[Teks yang ditampilkan]
☆ ☆ ☆
Setelah pertunjukan “Hal-19: Bali” oleh Kalanari Theatre Movement yang digelar serangkaian Festival Seni Bali Jani di Taman Budaya, Art Center, Denpasar, 1 November 2021, saya sempat bertemu dengan Andika Ananda—salah satu aktor dalam pertunjukan ini—dan ia berkata, “Kuakui, Aktingku tadi buruk,” dan saya ingin segera menampar pipi sendiri. Ia bermain dengan luwes di atas panggung, tubuhnya yang menjadi modal penting seorang aktor tampak sudah bisa ia pegang, sebagaimana ihwal yang biasa dia katakan: “kita (aktor) harus sadar dengan tubuh”.
Tubuh adalah dualitas, ia adalah milik, sekaligus kita sendiri. Tetapi, sebisa mungkin aktor memiliki tubuh, berjarak dengannya—menyadari gerak tubuh keseharian sehingga ketika berada di panggung, aktor tidak gelagapan dengan ketiba-tibaan gerak tubuh yang terkodifikasi. Andika Ananda bermain dengan tubuhnya yang luwes, ritme jalan, gayungan tangan, roll, dan ekspresi dengan proyeksi penonton dalam panggung prosenium di Gedung Ksirarnawa.
☆ ☆ ☆
[Data yang diberikan]
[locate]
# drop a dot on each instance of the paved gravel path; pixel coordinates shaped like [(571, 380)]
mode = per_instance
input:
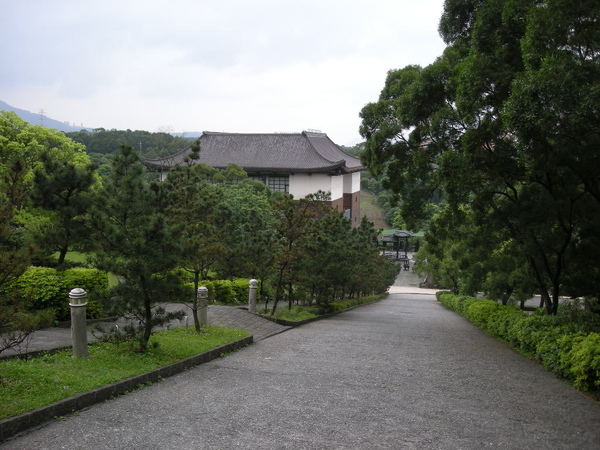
☆ ☆ ☆
[Sasaran]
1. Menurut teks yang ditampilkan, kelompok apa yang mementaskan "Hal-19: Bali"?
2. Terjemahkan kalimat dari teks yang ditampilkan ini ke dalam bahasa Inggris: "Tubuh adalah dualitas, ia adalah milik, sekaligus kita sendiri."
3. Cetak apa adanya bagian teks yang ditampilkan yang diawali kata-kata berisi "Tubuh adalah dualitas, ia" dan diakhiri "di Gedung Ksirarnawa.".

[Jawaban berurutan]
1. Kalanari Theatre Movement.

2. The body is a duality: it is something we own, and at the same time it is ourselves.

3.
Tubuh adalah dualitas, ia adalah milik, sekaligus kita sendiri. Tetapi, sebisa mungkin aktor memiliki tubuh, berjarak dengannya—menyadari gerak tubuh keseharian sehingga ketika berada di panggung, aktor tidak gelagapan dengan ketiba-tibaan gerak tubuh yang terkodifikasi. Andika Ananda bermain dengan tubuhnya yang luwes, ritme jalan, gayungan tangan, roll, dan ekspresi dengan proyeksi penonton dalam panggung prosenium di Gedung Ksirarnawa.